TEXT SECTION:
Gene_Davis's picture

This same topic was posted by me at two other woodworker sites, so please excuse the repeat, if you saw it elsewhere.  I am trying to get all input possible.

James Krenov built at least two of these, each four-legged tables with drawers, the top of which contains a fold-up A-frame easel-type subassembly that holds sheet music, so that two players, facing each other across the table, can see their music.


Krenov's books were my early inspiration, and one of the music stands can be seen in his 1979 book, The Impractical Cabinetmaker.  From the photos, I did a 3D Sketchup model of the project, and am preparing my plan of attack for building it.

If you are a SU user, you can access and download my 3D model from the 3D Warehouse.  See the image here for what it is called, although you get right to it just by using "Krenov music" as a search term in the Warehouse.  If interested in participating in this "how can we do the details" discussion, you might want to download it, turn off shadows, delete the guitar and the floor, and get modeling.

WRITTEN PROBLEM 1: Shorten the paragraph of the post that begins "James Krenov built at least two of these" into a bulleted list that keeps its main facts.
The post and the entries have no connection to each other.

DATA IN THIS EXERCISE:
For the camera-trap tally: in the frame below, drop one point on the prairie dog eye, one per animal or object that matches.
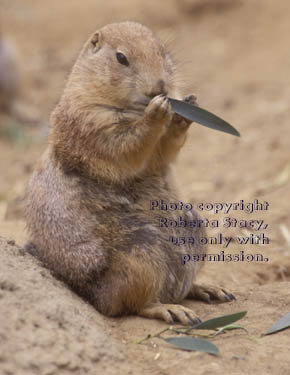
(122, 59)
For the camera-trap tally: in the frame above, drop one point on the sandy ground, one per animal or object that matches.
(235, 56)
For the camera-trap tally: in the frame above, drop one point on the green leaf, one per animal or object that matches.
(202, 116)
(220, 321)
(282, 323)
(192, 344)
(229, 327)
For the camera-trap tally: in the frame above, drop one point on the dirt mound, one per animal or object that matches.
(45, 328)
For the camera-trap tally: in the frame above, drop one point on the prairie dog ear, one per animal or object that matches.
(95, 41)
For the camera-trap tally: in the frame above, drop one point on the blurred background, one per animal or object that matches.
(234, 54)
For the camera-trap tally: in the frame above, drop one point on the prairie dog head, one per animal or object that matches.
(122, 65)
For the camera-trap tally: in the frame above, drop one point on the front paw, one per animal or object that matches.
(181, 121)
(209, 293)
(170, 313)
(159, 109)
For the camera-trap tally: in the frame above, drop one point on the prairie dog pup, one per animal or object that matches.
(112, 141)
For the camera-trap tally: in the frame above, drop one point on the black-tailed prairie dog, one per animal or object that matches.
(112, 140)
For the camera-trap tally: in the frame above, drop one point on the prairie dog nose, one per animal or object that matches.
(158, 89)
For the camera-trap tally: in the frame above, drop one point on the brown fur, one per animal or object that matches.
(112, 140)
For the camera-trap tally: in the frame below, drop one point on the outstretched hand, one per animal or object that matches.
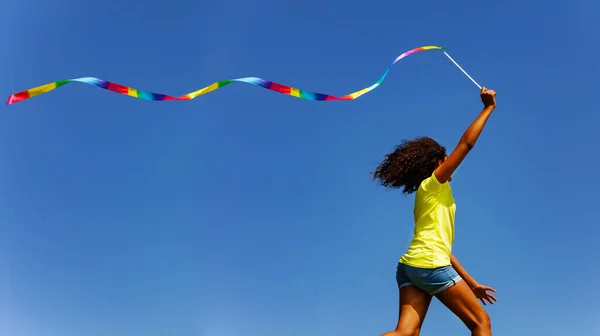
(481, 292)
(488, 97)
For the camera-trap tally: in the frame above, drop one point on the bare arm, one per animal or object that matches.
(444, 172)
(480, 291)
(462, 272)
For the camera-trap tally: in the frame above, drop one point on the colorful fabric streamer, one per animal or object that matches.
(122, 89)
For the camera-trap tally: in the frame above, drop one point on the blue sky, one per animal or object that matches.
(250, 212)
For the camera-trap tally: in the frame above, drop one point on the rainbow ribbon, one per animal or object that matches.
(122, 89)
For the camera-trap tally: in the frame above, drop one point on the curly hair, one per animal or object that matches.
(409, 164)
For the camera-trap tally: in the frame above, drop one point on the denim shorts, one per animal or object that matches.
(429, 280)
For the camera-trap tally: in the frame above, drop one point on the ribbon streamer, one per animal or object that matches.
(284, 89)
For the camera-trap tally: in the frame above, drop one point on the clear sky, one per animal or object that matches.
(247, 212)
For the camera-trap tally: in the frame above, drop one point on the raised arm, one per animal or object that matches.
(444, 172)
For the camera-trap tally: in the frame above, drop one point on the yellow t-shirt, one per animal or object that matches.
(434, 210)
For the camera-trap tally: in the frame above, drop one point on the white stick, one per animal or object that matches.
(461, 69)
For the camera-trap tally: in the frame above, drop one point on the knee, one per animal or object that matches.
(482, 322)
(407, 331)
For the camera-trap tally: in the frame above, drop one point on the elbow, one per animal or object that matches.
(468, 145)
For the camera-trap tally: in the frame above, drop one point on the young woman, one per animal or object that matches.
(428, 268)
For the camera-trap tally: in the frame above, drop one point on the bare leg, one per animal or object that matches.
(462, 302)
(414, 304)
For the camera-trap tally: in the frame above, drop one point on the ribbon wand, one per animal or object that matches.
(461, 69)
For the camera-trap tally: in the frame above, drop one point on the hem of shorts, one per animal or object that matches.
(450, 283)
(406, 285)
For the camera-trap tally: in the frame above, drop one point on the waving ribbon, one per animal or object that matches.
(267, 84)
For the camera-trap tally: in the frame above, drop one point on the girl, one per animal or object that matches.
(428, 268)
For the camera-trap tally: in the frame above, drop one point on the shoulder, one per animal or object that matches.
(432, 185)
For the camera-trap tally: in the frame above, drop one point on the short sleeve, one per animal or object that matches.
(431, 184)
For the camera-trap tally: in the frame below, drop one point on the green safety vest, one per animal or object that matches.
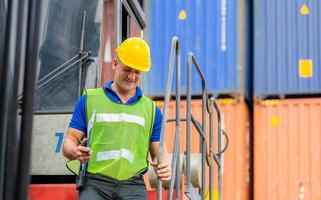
---
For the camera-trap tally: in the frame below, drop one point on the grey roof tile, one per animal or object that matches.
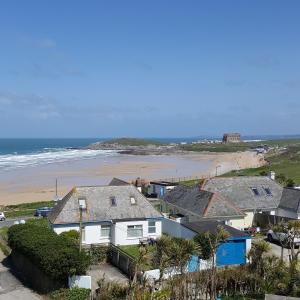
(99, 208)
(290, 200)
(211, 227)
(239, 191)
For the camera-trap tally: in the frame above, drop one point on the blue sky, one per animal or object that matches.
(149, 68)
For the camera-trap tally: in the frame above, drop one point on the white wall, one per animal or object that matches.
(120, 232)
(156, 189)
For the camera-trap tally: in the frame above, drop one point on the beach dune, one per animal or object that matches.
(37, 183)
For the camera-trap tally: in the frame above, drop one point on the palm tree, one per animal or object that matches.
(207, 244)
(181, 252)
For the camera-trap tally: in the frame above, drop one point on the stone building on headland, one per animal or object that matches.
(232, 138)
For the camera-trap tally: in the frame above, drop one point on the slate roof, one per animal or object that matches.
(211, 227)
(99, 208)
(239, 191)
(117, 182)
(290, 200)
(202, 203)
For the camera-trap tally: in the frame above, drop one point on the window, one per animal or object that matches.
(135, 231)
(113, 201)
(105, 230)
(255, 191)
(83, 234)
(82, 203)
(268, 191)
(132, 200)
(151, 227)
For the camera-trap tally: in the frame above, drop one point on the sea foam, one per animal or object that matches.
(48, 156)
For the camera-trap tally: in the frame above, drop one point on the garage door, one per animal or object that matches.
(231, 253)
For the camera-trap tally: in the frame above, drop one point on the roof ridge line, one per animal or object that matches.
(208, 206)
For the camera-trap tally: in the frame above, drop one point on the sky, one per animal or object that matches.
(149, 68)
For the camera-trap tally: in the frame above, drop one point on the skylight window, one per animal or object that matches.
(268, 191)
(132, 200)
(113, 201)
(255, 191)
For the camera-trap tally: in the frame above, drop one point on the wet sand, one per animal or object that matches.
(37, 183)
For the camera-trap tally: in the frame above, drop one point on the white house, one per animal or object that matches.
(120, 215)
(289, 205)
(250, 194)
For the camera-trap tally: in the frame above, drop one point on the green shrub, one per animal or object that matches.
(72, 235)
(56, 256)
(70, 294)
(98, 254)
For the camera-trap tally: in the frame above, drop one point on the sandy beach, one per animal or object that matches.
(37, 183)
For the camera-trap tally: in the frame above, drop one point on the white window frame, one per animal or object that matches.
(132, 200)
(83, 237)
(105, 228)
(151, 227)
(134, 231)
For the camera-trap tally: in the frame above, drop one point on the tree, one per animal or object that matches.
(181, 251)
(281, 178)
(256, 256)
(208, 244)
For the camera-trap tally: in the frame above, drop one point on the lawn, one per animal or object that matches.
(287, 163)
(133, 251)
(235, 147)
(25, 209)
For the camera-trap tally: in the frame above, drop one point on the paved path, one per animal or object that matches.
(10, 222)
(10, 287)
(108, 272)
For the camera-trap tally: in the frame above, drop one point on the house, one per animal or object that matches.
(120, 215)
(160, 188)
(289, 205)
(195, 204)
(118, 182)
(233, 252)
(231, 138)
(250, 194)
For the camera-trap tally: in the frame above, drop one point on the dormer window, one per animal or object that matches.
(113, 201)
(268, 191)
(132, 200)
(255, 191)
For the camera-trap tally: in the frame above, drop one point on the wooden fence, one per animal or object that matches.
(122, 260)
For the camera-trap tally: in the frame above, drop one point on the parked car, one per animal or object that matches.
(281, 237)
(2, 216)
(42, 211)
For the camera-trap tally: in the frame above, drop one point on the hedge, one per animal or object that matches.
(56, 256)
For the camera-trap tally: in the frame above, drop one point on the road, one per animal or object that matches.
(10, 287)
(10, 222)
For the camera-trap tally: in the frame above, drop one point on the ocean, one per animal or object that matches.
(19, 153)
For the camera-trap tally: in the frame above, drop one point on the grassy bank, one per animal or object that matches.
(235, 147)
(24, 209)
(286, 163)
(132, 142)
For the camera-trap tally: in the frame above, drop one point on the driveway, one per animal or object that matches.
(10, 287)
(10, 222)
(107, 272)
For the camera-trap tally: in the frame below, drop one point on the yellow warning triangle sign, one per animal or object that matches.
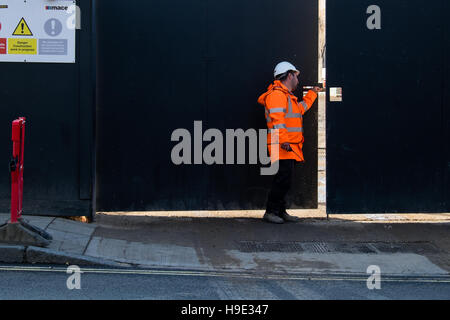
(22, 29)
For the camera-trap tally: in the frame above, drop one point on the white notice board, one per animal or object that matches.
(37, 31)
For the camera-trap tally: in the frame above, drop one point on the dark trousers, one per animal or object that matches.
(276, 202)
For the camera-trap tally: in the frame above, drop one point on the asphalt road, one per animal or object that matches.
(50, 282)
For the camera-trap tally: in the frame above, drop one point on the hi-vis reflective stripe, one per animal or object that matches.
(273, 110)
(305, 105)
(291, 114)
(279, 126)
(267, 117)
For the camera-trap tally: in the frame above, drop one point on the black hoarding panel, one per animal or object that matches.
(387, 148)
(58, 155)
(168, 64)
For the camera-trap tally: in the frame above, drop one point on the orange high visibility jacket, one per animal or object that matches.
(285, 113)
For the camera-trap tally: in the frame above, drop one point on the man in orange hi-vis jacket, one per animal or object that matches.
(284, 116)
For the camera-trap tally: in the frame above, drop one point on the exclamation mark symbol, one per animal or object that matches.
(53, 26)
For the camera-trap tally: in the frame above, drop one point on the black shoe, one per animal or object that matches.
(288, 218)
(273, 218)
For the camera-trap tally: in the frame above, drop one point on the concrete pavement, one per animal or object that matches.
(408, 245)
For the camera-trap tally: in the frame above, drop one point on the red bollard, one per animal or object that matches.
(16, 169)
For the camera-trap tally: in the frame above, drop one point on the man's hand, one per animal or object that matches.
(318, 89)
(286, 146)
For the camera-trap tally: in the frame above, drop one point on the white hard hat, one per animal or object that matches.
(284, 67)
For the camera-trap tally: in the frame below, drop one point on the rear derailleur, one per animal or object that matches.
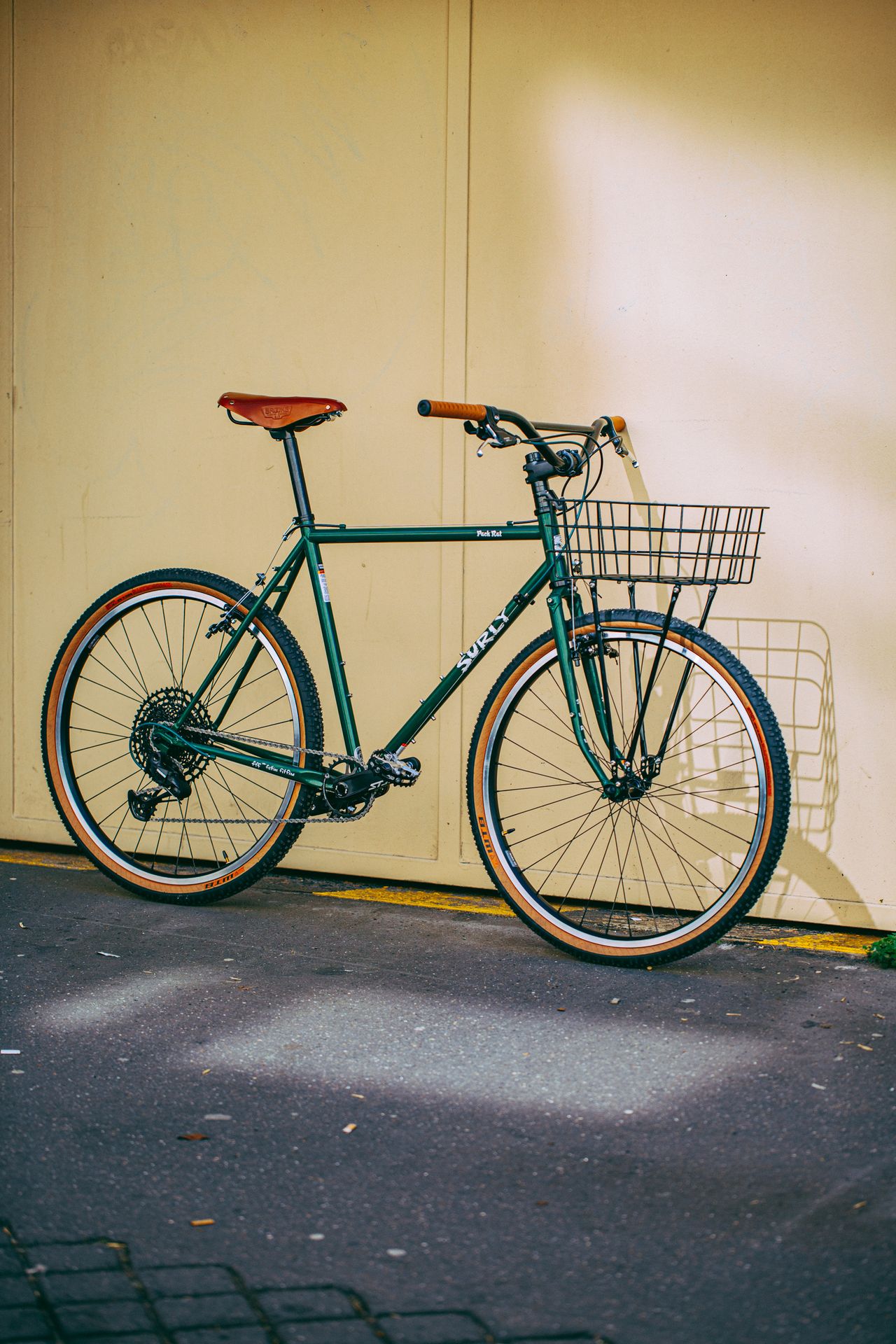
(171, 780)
...
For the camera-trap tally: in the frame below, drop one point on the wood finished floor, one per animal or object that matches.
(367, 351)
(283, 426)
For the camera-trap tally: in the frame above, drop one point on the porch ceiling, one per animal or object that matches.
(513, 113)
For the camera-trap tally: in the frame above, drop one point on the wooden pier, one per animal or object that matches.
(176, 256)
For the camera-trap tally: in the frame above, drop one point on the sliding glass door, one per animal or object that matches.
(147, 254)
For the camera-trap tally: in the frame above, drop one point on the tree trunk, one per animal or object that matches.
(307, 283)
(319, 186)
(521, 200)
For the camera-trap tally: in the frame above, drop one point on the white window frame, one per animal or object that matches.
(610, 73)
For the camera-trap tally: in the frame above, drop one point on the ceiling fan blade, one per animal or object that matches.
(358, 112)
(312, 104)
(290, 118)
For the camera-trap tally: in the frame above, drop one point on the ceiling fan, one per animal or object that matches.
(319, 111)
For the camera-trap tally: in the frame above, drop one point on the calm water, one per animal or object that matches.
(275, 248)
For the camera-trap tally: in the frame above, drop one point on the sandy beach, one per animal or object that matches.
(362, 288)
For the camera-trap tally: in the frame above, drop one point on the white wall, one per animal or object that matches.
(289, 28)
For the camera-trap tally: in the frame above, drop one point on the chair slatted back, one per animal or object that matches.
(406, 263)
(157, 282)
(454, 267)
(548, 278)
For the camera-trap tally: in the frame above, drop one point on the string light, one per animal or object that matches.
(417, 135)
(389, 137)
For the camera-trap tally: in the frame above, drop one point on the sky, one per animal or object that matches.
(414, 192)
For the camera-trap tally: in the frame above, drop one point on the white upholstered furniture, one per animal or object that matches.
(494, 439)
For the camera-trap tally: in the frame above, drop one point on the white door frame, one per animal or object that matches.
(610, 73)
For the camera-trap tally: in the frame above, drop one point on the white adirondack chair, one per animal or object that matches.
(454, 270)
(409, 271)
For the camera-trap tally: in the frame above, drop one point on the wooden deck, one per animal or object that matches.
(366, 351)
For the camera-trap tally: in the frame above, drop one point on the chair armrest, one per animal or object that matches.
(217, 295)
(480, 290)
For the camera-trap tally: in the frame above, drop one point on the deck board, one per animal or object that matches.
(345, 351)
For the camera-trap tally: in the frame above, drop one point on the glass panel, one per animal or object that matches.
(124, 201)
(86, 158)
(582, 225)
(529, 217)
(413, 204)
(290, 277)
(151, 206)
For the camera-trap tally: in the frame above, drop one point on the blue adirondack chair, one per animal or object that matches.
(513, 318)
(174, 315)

WRITTEN PROBLEM 2: Locate every line in the entries containing the string "shorts", and copy each one out; case counts.

RESULT 1:
- James Krenov built at least two of these music stands.
- Each is a four-legged table with drawers.
- The tabletop holds a fold-up, A-frame, easel-type subassembly that holds sheet music.
- Two players facing each other across the table can both see their music.

RESULT 2:
For the camera-trap tally: in the frame above, drop one point on the denim shorts, one per animal or object that matches.
For the camera-trap tally: in the frame above, drop one point on the hem of shorts, one per animal or object that matches.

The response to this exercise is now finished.